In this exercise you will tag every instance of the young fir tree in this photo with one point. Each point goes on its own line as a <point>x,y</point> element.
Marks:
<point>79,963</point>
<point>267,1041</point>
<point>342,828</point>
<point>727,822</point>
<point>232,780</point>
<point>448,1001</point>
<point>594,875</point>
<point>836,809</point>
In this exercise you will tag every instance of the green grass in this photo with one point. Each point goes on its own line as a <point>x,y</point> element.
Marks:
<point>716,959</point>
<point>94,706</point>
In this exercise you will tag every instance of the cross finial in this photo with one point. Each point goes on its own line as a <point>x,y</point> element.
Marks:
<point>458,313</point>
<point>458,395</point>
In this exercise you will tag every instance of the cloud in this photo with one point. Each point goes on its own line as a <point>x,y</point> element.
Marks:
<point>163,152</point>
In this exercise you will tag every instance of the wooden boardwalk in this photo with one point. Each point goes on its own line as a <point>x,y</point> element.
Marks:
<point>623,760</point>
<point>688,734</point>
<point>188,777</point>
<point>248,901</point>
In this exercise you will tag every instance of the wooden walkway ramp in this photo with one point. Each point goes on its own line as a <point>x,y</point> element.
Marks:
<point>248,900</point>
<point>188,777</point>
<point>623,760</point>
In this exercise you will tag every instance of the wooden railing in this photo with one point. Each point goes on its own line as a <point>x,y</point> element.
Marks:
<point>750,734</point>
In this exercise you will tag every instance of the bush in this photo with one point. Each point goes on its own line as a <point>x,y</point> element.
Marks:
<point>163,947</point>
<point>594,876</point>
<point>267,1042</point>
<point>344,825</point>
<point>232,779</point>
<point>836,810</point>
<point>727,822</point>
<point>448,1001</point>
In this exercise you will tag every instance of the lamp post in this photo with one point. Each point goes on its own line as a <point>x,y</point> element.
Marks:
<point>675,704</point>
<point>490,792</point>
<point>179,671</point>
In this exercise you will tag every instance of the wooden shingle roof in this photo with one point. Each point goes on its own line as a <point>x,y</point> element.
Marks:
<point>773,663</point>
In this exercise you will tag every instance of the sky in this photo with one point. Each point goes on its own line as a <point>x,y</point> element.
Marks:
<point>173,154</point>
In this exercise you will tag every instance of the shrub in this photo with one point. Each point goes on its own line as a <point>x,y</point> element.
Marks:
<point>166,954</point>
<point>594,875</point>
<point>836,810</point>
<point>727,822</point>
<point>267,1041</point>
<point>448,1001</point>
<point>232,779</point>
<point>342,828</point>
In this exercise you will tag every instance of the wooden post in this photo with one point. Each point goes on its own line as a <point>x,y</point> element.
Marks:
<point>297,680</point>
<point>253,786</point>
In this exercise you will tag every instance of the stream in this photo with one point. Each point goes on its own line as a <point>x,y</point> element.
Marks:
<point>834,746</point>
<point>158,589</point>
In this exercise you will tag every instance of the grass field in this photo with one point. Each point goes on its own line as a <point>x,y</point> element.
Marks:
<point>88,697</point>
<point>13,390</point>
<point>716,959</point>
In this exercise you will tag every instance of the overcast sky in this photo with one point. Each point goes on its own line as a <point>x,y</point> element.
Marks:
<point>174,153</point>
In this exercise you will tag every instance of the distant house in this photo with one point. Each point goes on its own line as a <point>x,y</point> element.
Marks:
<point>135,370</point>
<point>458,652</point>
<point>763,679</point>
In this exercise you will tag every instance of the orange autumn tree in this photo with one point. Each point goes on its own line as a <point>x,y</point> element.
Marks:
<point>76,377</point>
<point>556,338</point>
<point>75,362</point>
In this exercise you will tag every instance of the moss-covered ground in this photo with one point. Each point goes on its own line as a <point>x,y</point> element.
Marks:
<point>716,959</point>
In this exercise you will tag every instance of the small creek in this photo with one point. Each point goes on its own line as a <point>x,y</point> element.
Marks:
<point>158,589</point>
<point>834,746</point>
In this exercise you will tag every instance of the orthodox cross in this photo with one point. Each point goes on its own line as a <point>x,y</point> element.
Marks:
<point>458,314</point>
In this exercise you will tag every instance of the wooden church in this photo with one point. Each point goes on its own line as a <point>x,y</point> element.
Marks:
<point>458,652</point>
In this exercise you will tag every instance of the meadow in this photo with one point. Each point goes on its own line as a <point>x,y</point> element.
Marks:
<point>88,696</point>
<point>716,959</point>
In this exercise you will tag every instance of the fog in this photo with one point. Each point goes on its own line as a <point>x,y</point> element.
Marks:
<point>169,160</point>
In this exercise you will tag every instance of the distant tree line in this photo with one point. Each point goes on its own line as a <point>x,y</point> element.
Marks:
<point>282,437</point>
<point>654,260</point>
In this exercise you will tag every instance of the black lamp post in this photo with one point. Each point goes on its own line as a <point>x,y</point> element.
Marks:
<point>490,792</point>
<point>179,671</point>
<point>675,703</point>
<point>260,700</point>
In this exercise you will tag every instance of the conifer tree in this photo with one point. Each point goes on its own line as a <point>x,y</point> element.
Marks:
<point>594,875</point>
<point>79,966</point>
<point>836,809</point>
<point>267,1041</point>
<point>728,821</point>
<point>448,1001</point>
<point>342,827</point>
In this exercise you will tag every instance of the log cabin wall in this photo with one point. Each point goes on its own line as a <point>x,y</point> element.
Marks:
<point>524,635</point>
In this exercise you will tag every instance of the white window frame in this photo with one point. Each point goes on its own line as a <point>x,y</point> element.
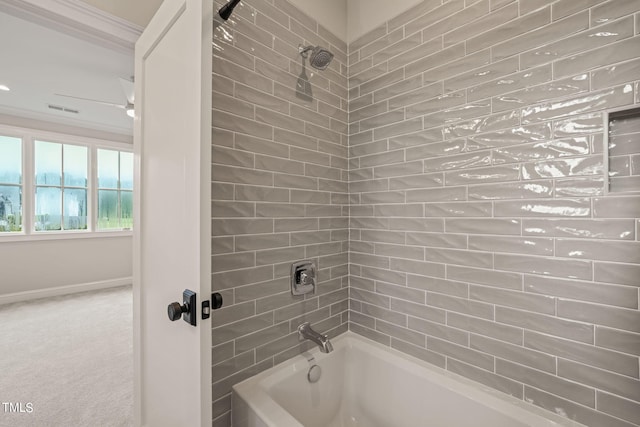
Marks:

◇ ◇ ◇ ◇

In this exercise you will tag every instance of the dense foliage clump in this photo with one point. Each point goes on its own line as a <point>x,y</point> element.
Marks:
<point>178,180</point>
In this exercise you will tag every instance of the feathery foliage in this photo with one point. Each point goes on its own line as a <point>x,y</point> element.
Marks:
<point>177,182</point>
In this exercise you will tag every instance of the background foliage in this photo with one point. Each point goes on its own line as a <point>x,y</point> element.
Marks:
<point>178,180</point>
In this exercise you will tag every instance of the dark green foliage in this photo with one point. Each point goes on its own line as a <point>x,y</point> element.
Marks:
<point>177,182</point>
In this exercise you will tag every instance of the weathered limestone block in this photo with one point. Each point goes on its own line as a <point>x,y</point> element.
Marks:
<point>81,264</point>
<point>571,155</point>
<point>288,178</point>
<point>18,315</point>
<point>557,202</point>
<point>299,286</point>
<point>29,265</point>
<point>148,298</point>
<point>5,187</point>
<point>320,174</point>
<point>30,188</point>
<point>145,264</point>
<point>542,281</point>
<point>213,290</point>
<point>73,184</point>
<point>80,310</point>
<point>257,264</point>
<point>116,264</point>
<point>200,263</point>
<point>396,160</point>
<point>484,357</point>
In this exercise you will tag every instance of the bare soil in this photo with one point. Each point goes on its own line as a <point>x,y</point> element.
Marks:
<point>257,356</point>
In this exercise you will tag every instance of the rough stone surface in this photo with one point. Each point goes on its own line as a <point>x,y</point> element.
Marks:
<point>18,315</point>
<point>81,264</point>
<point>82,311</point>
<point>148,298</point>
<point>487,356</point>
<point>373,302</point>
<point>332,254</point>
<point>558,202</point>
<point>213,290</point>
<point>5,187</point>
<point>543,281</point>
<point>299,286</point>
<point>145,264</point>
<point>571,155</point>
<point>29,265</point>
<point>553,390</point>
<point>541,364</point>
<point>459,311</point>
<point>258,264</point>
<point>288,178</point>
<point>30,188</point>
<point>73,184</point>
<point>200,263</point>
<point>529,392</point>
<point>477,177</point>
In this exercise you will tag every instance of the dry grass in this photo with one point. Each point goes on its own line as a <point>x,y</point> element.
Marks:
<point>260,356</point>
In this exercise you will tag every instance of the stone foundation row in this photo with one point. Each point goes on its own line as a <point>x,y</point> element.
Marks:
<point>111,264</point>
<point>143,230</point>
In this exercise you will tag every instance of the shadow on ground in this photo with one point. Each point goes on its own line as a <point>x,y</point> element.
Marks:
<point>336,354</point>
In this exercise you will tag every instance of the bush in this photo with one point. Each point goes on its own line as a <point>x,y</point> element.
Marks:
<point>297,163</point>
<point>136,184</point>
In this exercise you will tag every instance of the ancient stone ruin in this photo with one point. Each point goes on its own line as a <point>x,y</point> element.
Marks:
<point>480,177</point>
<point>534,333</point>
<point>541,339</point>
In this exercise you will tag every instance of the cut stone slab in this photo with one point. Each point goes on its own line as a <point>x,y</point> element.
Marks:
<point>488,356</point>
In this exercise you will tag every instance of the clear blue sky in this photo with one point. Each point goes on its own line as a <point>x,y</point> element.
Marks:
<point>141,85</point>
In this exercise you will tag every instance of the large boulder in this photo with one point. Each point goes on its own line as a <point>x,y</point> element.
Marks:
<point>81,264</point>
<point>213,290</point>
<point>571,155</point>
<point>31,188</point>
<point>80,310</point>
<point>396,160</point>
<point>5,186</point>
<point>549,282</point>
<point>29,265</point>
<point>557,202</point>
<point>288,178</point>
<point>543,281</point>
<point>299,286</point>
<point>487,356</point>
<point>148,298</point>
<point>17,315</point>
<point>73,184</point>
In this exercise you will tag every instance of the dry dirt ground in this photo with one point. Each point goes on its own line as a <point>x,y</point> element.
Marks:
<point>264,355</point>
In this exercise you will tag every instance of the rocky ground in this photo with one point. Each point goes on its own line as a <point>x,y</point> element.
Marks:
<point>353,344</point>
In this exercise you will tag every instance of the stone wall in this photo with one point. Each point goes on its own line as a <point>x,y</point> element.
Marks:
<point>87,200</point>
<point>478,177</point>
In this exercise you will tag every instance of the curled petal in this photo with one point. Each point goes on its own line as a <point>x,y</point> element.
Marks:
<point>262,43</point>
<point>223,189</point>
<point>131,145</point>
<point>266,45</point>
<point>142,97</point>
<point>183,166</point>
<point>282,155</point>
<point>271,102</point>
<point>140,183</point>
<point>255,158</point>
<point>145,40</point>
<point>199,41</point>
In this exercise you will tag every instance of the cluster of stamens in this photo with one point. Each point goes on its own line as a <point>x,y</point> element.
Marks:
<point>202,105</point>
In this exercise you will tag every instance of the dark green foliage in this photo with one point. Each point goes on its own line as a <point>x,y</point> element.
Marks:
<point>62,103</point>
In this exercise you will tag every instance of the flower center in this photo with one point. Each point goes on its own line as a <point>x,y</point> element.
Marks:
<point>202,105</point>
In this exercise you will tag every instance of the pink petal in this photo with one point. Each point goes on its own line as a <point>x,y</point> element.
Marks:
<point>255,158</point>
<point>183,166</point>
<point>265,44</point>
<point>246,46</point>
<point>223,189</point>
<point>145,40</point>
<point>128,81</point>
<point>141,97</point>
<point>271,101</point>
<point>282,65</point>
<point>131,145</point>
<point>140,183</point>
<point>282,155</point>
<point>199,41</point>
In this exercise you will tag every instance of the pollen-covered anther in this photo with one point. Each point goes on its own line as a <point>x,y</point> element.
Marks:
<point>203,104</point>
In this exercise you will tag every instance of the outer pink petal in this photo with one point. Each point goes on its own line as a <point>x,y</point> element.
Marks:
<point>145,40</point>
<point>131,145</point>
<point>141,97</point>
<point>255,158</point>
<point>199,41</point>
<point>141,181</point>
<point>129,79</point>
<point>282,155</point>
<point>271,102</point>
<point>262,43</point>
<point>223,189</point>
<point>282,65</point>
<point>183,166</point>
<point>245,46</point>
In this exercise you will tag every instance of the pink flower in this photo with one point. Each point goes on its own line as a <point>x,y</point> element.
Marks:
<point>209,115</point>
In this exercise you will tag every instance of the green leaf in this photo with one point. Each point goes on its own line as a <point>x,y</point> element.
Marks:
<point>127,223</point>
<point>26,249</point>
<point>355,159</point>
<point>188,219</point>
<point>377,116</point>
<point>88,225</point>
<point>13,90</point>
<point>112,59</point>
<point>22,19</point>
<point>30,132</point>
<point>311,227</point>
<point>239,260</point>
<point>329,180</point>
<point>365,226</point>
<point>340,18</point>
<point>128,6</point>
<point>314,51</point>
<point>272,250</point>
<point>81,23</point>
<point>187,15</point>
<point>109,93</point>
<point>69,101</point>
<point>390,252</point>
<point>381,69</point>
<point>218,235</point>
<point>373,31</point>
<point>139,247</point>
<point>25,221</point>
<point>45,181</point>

◇ ◇ ◇ ◇

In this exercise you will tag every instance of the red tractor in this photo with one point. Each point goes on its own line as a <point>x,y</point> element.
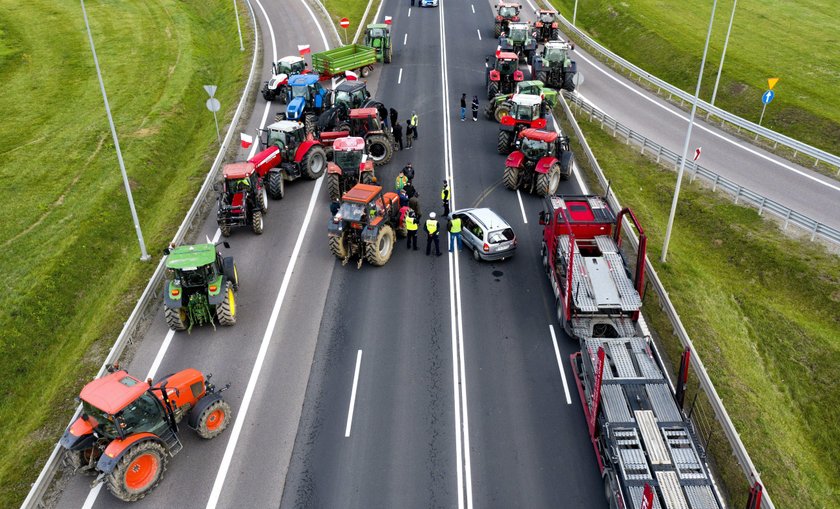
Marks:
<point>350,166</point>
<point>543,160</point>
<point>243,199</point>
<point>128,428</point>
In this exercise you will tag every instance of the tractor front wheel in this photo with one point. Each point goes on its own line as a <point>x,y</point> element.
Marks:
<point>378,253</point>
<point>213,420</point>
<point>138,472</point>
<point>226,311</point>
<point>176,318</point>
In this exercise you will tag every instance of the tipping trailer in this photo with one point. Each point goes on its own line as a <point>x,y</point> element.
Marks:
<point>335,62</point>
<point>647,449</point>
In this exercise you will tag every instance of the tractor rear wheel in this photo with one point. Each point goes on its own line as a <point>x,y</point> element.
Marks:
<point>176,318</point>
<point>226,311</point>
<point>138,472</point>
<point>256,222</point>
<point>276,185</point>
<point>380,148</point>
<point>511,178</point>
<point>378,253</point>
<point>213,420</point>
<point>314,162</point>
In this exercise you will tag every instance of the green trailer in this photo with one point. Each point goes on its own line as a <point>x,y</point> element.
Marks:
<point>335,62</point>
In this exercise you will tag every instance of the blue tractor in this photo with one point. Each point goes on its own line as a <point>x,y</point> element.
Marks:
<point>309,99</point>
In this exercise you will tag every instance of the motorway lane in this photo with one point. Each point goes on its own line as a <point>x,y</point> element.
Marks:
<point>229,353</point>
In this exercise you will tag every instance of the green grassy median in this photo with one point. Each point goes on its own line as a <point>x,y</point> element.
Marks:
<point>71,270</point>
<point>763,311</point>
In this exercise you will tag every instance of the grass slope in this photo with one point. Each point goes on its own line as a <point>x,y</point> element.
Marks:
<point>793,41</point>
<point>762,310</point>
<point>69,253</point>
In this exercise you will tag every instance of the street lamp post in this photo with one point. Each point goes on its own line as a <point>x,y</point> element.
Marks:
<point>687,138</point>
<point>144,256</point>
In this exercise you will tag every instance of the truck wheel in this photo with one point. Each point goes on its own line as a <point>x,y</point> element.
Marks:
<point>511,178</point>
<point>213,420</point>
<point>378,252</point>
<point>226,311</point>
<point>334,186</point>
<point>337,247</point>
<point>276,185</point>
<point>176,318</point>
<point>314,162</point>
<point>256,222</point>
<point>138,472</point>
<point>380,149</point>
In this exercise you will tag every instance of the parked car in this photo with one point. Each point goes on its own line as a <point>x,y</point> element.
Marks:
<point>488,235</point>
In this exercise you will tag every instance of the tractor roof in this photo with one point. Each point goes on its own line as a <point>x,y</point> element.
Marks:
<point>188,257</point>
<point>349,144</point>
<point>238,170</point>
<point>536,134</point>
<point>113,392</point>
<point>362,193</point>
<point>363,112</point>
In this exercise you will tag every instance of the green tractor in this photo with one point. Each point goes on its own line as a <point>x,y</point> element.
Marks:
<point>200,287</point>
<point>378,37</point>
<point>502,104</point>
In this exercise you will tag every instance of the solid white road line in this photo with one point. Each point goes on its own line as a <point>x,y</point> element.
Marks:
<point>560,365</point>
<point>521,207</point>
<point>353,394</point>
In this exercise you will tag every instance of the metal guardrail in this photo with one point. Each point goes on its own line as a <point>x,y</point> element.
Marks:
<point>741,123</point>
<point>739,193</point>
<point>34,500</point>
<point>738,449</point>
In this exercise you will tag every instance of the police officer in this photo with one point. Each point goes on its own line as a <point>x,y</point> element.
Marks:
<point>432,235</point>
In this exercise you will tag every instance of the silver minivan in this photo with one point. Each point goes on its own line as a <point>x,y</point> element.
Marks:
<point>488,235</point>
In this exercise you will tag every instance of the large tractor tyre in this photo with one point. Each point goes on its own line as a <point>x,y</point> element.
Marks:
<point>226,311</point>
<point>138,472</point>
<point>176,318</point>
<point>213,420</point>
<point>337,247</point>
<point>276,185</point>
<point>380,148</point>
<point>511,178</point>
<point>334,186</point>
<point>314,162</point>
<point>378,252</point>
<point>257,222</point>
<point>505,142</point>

◇ ◇ ◇ ◇

Scan the listing above for the line that has "In this exercise you will tag every instance of the young", then copy exactly from that line through the line that has "In this exercise you will tag every instance of the lamp".

In this exercise you will tag every instance of the young fir tree in this photo with one point. Each point goes on its own line as a <point>x,y</point> element.
Marks:
<point>79,963</point>
<point>267,1041</point>
<point>342,828</point>
<point>727,822</point>
<point>232,780</point>
<point>448,1001</point>
<point>594,875</point>
<point>836,809</point>
In this exercise you will tag every instance of the green grass in this photo with one point. Each point goes on its own line as a <point>x,y</point> element.
Marks:
<point>716,959</point>
<point>94,706</point>
In this exercise you will tag every instance of the cross finial in this photo with one point. Each point goes on its own line as a <point>x,y</point> element.
Marks:
<point>458,313</point>
<point>458,395</point>
In this exercise you will tag every instance of the cloud in this photo with one point. Each point goes on its own line as a <point>x,y</point> element.
Marks:
<point>163,152</point>
In this exercise you will tag every instance of the wooden boardwalk in this photo with one point. Each point goes on its own line as a <point>x,y</point> element.
Marks:
<point>623,760</point>
<point>688,734</point>
<point>188,777</point>
<point>248,901</point>
In this exercise you will tag every instance of the wooden walkway ramp in this photo with one point. Each point goes on its own line as a <point>x,y</point> element.
Marks:
<point>248,900</point>
<point>188,777</point>
<point>623,760</point>
In this exercise you will tag every instance of the wooden railing in this photo with one point. Each point goes on its own line as a <point>x,y</point> element.
Marks:
<point>750,734</point>
In this exercise you will tag every instance of the bush in this photo with one point. Each point goes on its own line as a <point>x,y</point> element.
Marks:
<point>163,947</point>
<point>594,876</point>
<point>267,1042</point>
<point>344,825</point>
<point>232,779</point>
<point>836,810</point>
<point>727,822</point>
<point>448,1001</point>
In this exercise you will tag every instance of the lamp post in this photo with one point. Each point goes on its own line as a <point>x,y</point> element.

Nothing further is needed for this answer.